=== DOCUMENT TEXT ===

It is not a little significant, too, that at the same time when the abrogation of this commercial treaty lays open all these points of danger and difficulty, there is another step taken to abrogate another treaty. For a long period, the lakes have served as the means of peaceful and profitable commerce between the two countries lying alongside each other; but I can recollect a period in the late American war when there was a race of ship-building on the two sides of the lakes, and when the party obtaining the supremacy in that matter gained the control of the lakes. [Hear, hear.] That state of things was put an end to by the treaty; but now America is the party who, without the slightest provocation or ground, breaks through the treaty and declares an intention of increasing its force on the lakes, thus rendering it necessary on the part of this country to take corresponding measures. [Hear, hear.] I do not ask the Government what steps they have taken, but I do say this: that they will be deeply responsible if they are not awake to the peril in which the country is placed by these two acts of the American Government, followed up by an intention to employ a preponderating force on the lakes. That force can only be for aggression; for to speak of an attack by Canada upon the United States is to speak of a physical impossibility.--Canada has a long frontier, peculiarly open to aggression, being accessible by water as by land; and unless you have a preponderating power on the lakes — but, above all, if you allow the neighboring Power to have a preponderating force there — you place Canada at the disposal of the United States. [Hear, hear.]--Under these circumstances, I see, with additional satisfaction, the announcement of a contemplated important step. I mean the proposed federation of the British American provinces. [Hear, hear.] I hope I may regard that federation as a measure tending to constitute a Power strong enough, with the aid of this country.--which I trust may never be withdrawn from those provinces,--to acquire an importance which separately they could not obtain. [Hear, hear.]--If I saw in this federation a desire to separate from this country I should think it a matter of much more doubtful policy and advantage; but I perceive, with satisfaction, that no such wish is entertained.

Lord Granville, on behalf of the Government, said:

‘ With regard to our relations with the United States, I think it is desirable that, now or at some future time, your Lordships should hear some statement from my noble friend (Earl Russell).--Meanwhile, it should be remembered that if, in the instances alluded to by the noble Earl, the people of the United States have shown some irritation, there is no doubt they have had some cause for irritation arising out of the Confederate raids across the frontier. Ample time, however, remains for friendly negotiation between the two Governments.

===

**EXERCISE REQUIREMENTS**
1. From the debate excerpt, quote every sentence that is immediately followed by the bracketed "[Hear, hear.]".
2. Return the passage of the debate excerpt from "Lord Granville, on" to "the two Governments.".

=== PROVIDED DATA ===

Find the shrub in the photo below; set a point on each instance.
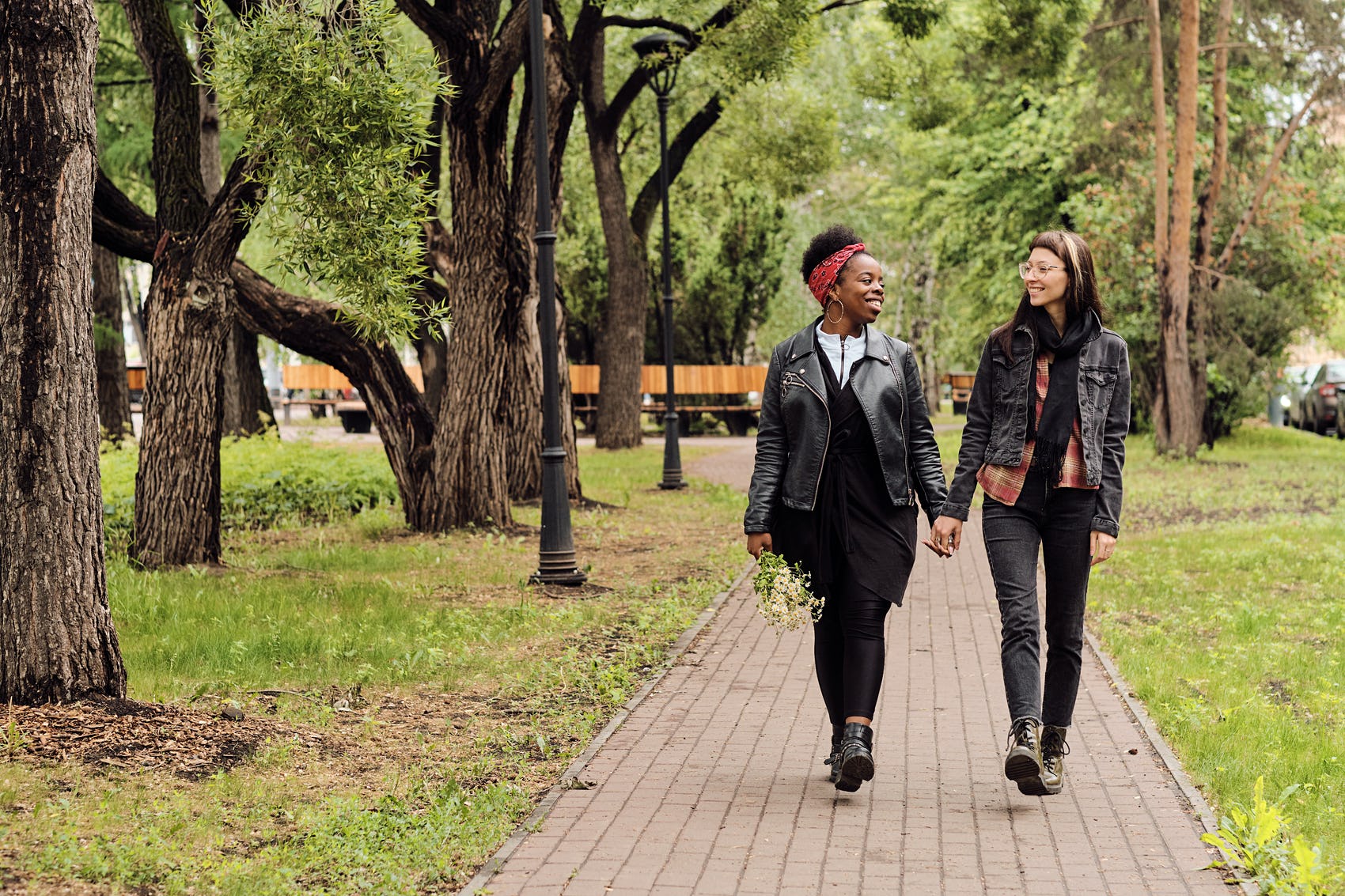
(264, 483)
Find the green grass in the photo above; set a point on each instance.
(315, 600)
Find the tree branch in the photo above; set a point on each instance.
(1108, 26)
(653, 22)
(119, 224)
(642, 213)
(1271, 167)
(175, 163)
(228, 222)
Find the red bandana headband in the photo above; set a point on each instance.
(824, 274)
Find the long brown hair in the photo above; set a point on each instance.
(1080, 295)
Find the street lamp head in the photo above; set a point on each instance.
(662, 53)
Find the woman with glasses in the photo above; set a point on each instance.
(1045, 439)
(843, 450)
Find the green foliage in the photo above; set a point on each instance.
(334, 107)
(914, 17)
(733, 244)
(1258, 842)
(264, 482)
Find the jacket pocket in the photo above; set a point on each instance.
(1101, 384)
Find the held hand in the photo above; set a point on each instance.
(759, 541)
(1101, 546)
(945, 535)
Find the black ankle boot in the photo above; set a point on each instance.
(1053, 751)
(834, 759)
(856, 756)
(1022, 765)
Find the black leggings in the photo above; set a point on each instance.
(849, 650)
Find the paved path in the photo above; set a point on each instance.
(714, 783)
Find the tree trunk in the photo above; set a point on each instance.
(620, 338)
(188, 310)
(404, 423)
(471, 467)
(1207, 209)
(178, 482)
(57, 637)
(113, 389)
(432, 350)
(1179, 428)
(246, 404)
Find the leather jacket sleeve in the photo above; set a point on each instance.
(772, 451)
(926, 464)
(1114, 451)
(976, 437)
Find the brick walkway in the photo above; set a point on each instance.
(714, 783)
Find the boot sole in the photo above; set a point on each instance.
(854, 773)
(1024, 769)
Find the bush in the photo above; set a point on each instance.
(1256, 842)
(264, 482)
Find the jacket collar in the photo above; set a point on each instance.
(801, 345)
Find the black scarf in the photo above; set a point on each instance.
(1060, 410)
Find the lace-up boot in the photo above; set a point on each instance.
(1053, 751)
(834, 759)
(1022, 765)
(856, 756)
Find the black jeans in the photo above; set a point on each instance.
(1060, 525)
(849, 650)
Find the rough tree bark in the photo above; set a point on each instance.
(57, 637)
(1177, 427)
(1207, 209)
(246, 405)
(109, 346)
(311, 327)
(188, 311)
(620, 337)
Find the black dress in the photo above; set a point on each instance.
(854, 535)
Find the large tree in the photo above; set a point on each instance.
(113, 389)
(188, 311)
(57, 638)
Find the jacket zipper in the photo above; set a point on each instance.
(901, 428)
(816, 486)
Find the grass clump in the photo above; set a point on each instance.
(1224, 610)
(424, 694)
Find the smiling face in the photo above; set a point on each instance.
(860, 291)
(1047, 289)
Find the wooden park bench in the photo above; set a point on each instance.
(322, 378)
(730, 393)
(959, 382)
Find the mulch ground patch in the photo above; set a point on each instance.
(130, 735)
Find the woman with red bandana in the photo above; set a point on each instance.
(843, 451)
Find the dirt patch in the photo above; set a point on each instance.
(130, 735)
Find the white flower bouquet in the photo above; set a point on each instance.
(783, 596)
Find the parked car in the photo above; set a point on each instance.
(1282, 391)
(1297, 393)
(1320, 397)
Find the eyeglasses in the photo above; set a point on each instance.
(1040, 270)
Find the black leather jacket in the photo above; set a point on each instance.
(797, 425)
(997, 418)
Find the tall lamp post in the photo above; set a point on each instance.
(662, 51)
(555, 556)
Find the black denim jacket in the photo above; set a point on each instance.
(797, 427)
(997, 418)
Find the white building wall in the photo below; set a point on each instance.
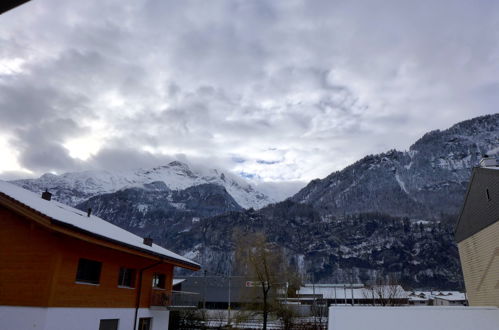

===

**CORRECT ANSWERS**
1.
1. For a long period, the lakes have served as the means of peaceful and profitable commerce between the two countries lying alongside each other; but I can recollect a period in the late American war when there was a race of ship-building on the two sides of the lakes, and when the party obtaining the supremacy in that matter gained the control of the lakes.
2. That state of things was put an end to by the treaty; but now America is the party who, without the slightest provocation or ground, breaks through the treaty and declares an intention of increasing its force on the lakes, thus rendering it necessary on the part of this country to take corresponding measures.
3. Canada has a long frontier, peculiarly open to aggression, being accessible by water as by land; and unless you have a preponderating power on the lakes — but, above all, if you allow the neighboring Power to have a preponderating force there — you place Canada at the disposal of the United States.
4. I mean the proposed federation of the British American provinces.
5. I hope I may regard that federation as a measure tending to constitute a Power strong enough, with the aid of this country.--which I trust may never be withdrawn from those provinces,--to acquire an importance which separately they could not obtain.

2.
Lord Granville, on behalf of the Government, said:

‘ With regard to our relations with the United States, I think it is desirable that, now or at some future time, your Lordships should hear some statement from my noble friend (Earl Russell).--Meanwhile, it should be remembered that if, in the instances alluded to by the noble Earl, the people of the United States have shown some irritation, there is no doubt they have had some cause for irritation arising out of the Confederate raids across the frontier. Ample time, however, remains for friendly negotiation between the two Governments.